**Challenge a**
From the forum thread on the Ripcord Rest below, echo the passage between "This is what" and "money and run.", inclusive.

**Given text**
# Ripcord Rest



## purplewg (Sep 13, 2010)

I purchased two. One for a lefty bow and one for right. I put the lefty on pretty quickly. When putting the right one on the containment arm would interfere with the cable guide arm regardless of the adjustment hole used. I took it off and went ahead to sight in thinking Ripcord must have another containment arm for those bows that have the same problem as mine and I have read where at least 3 different manufactures bows had this problem with the Cord.

Although marked ok, horizontal adjustments are hit and miss as the set screw with no tensioner allows it to move a lot. The mole hair was put on crooked and the cord was already frayed after the first shot or two. Poor quality control I assume.

I contacted Ripcord customer service and they told me, "If it doesn’t fit you’ll just have to take it off, (containment arm) it shouldn’t come out of the launcher anyway with the cable gard there". Not only is it misspelled, it (cable rod) is nowhere able to hold an arrow in the rest.. Who are these folks? Do they know bows at all? This is laughable. Take it off to make it work? I bought it as a whole piece not something I should have to modify to make work.

So, I inform them of their error and they say, "The “V” is deep enough on the launcher and the front of the arrow will hit the sight and not come out". Now how stooooopid an answer is this? I am supposed to use my sights to keep their rest from dropping my arrow out? I then ask them about the rattling this will cause using my sights to hold the arrow in place while trying to hunt. Well, you guessed it no response.

This is what I would expect from a company that so little intelligence and such stoooopid answers. They must not be shooters or hunters or archers for that matter. 

I would highly suggest your money would be better spent elsewhere on a supplier who has customer service, knows bows, and doesn't just take your money and run.

I think I am going head on over the Vital Gear house and get a real rest.


----------



## Anynamewilldo (Jan 3, 2008)

Sry about your problem. Ive had the qad,wb,revolution,omega elite,and a few others and like the code red the best. Sounds like you have the original.


----------



## Tommy83 (Aug 7, 2010)

Some bows have a cable guide that just won't work with the Ripcord containment arm. I couldn't use it on my PSE Axe series bows. I still used it and when hunting I just nocked an arrow and set the rest in the "up" position. No issues, as you'd have to tip the bow greater than 90 degrees of vertical to have the arrow fall out. I have found it to be very dependable. Also found customer service very generous. Bought a used one that had some issues with improper use from previous owner and they shipped out replacement parts free to make the rest like new.


----------



## purplewg (Sep 13, 2010)

Anynamewilldo said:


> Sry about your problem. Ive had the qad,wb,revolution,omega elite,and a few others and like the code red the best. Sounds like you have the original.


It's a Code Red. It looks to me like quality control is gone. The red mole skin was on crooked on both rests I bought also.


----------



## purplewg (Sep 13, 2010)

**Records for this exercise**
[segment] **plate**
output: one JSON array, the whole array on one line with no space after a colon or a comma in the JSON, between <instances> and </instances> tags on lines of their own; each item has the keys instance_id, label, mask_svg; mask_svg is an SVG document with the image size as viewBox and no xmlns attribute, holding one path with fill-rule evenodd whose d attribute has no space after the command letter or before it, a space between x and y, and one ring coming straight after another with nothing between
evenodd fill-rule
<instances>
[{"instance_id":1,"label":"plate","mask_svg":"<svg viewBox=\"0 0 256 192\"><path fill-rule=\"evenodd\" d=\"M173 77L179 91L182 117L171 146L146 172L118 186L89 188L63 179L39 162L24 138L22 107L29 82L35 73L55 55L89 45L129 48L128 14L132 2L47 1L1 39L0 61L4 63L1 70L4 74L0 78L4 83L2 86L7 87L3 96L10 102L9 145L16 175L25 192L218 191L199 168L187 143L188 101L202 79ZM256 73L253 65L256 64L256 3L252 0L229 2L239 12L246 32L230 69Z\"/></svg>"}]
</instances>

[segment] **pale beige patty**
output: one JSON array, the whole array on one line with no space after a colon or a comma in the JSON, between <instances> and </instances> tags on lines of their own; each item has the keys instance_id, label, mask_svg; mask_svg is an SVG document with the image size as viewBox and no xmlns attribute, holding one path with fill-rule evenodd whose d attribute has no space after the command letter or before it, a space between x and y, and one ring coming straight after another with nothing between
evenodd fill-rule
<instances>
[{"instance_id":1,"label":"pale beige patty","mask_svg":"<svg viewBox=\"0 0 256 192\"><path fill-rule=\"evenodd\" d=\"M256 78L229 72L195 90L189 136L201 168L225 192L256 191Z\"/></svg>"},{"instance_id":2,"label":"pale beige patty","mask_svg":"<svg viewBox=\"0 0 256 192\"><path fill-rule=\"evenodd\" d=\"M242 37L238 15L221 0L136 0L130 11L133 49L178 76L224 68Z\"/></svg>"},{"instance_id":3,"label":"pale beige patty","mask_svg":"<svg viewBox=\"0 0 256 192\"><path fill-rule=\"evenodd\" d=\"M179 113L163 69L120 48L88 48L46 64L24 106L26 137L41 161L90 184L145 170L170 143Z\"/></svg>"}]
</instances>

**Challenge b**
Duplicate the lines of the records above between the line holding "[segment] **pale beige patty**" and the end of the records, inclusive.

**Task result a**
This is what I would expect from a company that so little intelligence and such stoooopid answers. They must not be shooters or hunters or archers for that matter. 

I would highly suggest your money would be better spent elsewhere on a supplier who has customer service, knows bows, and doesn't just take your money and run.

**Task result b**
[segment] **pale beige patty**
output: one JSON array, the whole array on one line with no space after a colon or a comma in the JSON, between <instances> and </instances> tags on lines of their own; each item has the keys instance_id, label, mask_svg; mask_svg is an SVG document with the image size as viewBox and no xmlns attribute, holding one path with fill-rule evenodd whose d attribute has no space after the command letter or before it, a space between x and y, and one ring coming straight after another with nothing between
evenodd fill-rule
<instances>
[{"instance_id":1,"label":"pale beige patty","mask_svg":"<svg viewBox=\"0 0 256 192\"><path fill-rule=\"evenodd\" d=\"M256 78L229 72L195 90L189 136L201 168L225 192L256 191Z\"/></svg>"},{"instance_id":2,"label":"pale beige patty","mask_svg":"<svg viewBox=\"0 0 256 192\"><path fill-rule=\"evenodd\" d=\"M242 37L238 15L221 0L136 0L130 11L133 49L178 76L224 68Z\"/></svg>"},{"instance_id":3,"label":"pale beige patty","mask_svg":"<svg viewBox=\"0 0 256 192\"><path fill-rule=\"evenodd\" d=\"M179 113L163 69L120 48L88 48L46 64L24 106L26 137L41 161L90 184L145 170L170 143Z\"/></svg>"}]
</instances>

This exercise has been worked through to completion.